→ **Directions for this task**: Summarize the article about the Archbishops' coronavirus letter in two sentences.

START Given passage

Archbishops call for Church of England to become radically different as public worship put on hold to help stem spread of coronavirus

The Archbishops of Canterbury and York are calling for Church of England churches to put public worship on hold and become a “different sort of church” in the coming months to face the challenge of coronavirus.

In a joint letter, Archbishops Justin Welby and John Sentamu said it was now necessary to put public services on hold until further notice.

But they said that far from having to “shut up shop”, the Church of England must face the challenge by becoming a radically different kind of church rooted in prayer and serving others.

It comes after the Government announced unprecedented peacetime measures to try to control the spread of the virus, with restrictions on public gatherings, transport and working.

The Archbishops expressed the desire that church buildings may, where practical, remain open as places of prayer for the community, observing social distancing recommendations.

They also invited clergy to maintain the ancient pattern of daily prayer and, where possible, the eucharist – live streaming their worship if they have the resources to do so.

And they urged congregations to be in the forefront of providing practical care and support for the most poor and the most vulnerable during the crisis.

“Being a part of the Church of England is going to look very different in the days ahead,” they wrote.

“Our life is going to be less characterised by attendance at church on Sunday, and more characterised by the prayer and service we offer each day.

“We may not be able to pray with people in the ways that we are used to, but we can certainly pray for people. And we can certainly offer practical care and support.

“Please do carry on supporting the local foodbank and buy extra provisions for it.  Ensure the night shelters wherever possible are kept open.  There are many very encouraging schemes happening right across our country in communities to focus on caring for the most vulnerable and do continue to play your part in those.

“Then by our service, and by our love,  Jesus Christ will be made known, and the hope of the gospel – a hope that can counter fear and isolation – will spread across our land.”

They added: “This is a defining moment for the Church of England. Are we truly are a church for all, or just the church for ourselves.

“We urge you sisters and brothers to become a different sort of church in these coming months: hopeful and rooted in the offering of prayer and praise and overflowing in service to the world.”

END Given passage
START Recorded information

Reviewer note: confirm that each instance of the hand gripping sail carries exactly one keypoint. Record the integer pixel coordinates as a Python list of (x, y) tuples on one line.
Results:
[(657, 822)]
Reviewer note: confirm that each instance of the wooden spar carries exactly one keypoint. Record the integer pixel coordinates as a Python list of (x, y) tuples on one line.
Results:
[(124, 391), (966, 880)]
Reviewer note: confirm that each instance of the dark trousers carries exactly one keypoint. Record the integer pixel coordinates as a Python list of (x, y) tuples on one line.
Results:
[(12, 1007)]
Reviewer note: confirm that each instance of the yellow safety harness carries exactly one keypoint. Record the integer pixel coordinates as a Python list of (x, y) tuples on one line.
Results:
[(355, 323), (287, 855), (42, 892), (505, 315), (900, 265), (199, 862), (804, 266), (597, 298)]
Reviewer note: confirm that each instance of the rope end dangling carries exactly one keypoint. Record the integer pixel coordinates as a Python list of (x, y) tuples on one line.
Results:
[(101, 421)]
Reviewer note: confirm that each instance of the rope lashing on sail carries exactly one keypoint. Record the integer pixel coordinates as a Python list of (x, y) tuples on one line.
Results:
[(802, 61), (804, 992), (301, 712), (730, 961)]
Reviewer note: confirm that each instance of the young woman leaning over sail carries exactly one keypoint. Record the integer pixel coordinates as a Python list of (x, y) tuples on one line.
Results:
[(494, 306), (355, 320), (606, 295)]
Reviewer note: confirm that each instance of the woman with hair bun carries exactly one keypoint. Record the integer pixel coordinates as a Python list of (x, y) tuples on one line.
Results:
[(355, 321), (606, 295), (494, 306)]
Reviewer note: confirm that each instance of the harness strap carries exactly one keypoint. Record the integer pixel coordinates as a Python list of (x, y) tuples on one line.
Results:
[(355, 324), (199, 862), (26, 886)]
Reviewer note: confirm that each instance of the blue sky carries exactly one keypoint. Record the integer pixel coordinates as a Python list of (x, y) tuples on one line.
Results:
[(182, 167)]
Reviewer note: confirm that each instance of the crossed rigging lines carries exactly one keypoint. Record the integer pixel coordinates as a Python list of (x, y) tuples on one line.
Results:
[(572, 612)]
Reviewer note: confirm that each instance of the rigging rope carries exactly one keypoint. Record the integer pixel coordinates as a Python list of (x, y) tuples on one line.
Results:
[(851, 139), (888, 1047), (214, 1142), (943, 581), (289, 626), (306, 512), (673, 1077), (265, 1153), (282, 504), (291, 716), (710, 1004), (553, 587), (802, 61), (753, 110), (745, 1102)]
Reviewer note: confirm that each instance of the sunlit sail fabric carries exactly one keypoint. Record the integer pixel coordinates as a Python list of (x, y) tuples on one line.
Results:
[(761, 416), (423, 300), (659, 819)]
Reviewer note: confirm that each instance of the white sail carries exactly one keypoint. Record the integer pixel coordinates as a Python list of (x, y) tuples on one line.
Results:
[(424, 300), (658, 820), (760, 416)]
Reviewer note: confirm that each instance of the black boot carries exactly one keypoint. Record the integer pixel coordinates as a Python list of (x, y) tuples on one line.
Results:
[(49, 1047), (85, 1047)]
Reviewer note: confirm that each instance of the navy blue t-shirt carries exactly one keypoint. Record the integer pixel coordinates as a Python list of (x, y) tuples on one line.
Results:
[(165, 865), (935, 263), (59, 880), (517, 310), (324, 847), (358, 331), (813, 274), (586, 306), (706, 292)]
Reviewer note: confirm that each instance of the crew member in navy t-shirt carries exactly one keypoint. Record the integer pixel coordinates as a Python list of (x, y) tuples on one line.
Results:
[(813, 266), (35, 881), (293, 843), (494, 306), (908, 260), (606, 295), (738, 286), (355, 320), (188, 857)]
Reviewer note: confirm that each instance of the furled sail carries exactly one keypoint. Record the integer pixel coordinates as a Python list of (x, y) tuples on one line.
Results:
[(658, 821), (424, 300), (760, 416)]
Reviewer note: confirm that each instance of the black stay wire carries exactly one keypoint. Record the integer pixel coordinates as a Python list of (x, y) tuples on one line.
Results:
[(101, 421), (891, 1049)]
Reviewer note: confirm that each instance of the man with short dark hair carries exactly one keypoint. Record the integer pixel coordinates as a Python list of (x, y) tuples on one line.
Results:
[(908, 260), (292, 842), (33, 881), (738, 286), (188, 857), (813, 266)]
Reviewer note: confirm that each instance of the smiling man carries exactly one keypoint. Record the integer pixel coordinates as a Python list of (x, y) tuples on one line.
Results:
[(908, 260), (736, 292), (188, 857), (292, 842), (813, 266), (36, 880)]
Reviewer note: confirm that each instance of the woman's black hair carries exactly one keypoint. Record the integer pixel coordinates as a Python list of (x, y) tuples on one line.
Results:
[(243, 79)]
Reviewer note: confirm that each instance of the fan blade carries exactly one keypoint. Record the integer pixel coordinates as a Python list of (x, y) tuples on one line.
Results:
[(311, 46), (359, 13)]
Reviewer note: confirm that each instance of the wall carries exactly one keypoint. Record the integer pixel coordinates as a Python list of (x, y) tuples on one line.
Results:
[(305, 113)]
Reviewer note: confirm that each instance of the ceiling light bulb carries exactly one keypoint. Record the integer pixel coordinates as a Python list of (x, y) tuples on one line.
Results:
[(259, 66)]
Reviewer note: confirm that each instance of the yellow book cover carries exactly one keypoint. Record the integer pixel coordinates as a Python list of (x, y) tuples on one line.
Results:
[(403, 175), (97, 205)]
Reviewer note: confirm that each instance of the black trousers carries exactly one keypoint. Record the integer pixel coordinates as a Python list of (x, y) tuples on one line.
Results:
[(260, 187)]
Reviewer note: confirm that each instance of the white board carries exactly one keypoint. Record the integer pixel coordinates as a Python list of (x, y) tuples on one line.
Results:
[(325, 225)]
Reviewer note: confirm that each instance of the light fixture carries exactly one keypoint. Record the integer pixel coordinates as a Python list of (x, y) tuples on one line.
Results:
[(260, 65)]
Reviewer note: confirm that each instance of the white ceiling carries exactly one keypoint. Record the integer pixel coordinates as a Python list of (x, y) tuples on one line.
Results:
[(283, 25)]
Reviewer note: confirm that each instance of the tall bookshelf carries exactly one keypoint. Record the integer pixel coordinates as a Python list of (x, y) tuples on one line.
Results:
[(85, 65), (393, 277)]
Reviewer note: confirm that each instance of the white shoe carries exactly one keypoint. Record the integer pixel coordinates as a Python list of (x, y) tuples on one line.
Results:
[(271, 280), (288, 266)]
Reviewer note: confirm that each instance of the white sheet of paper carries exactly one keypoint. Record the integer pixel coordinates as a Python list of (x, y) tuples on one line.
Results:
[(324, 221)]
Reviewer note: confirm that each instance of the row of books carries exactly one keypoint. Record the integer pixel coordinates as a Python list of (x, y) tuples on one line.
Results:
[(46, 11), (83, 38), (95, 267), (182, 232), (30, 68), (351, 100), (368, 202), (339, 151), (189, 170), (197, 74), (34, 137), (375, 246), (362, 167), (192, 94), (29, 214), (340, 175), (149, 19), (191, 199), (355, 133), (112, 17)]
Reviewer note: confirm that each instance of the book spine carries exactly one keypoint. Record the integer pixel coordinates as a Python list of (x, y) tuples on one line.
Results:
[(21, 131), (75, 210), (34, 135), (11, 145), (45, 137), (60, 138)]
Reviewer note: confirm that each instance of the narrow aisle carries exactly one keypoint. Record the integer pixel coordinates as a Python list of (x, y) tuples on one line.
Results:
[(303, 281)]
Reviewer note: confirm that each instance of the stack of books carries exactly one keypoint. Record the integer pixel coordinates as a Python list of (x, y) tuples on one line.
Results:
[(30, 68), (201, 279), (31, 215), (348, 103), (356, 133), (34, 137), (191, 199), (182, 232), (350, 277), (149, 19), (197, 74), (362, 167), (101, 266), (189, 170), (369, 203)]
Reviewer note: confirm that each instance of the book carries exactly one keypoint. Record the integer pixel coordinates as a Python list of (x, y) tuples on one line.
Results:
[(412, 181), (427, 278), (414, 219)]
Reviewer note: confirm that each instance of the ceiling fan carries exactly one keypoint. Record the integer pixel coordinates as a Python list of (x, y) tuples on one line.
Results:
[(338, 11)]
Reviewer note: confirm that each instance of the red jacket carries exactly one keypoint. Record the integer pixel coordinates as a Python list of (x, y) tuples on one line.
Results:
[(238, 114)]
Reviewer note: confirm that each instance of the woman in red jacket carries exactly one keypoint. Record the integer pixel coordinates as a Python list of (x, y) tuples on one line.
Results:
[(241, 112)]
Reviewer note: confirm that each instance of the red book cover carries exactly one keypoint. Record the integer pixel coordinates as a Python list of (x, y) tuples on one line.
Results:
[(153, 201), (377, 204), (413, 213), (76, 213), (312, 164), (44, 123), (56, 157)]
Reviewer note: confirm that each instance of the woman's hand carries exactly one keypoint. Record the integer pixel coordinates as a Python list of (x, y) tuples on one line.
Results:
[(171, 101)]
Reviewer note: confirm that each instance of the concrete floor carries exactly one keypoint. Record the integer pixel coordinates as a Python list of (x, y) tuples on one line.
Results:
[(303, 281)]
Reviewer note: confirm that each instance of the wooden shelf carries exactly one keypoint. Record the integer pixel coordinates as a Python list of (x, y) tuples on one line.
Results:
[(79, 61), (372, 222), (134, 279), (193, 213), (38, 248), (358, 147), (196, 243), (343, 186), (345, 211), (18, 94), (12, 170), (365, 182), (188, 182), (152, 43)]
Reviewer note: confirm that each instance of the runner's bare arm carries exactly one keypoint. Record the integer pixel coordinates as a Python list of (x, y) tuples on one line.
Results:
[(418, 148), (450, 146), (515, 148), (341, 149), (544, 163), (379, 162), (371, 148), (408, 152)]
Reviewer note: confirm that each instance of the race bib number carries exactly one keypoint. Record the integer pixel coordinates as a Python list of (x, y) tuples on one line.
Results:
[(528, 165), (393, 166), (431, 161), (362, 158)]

END Recorded information

→ **Completed task**: In a joint letter, Archbishops Justin Welby and John Sentamu called for Church of England churches to put public worship on hold until further notice to help stem the spread of coronavirus, while keeping buildings open as places of prayer where practical. Rather than "shut up shop," they urged the church to become a radically different kind of church rooted in daily prayer and in practical care for the poorest and most vulnerable.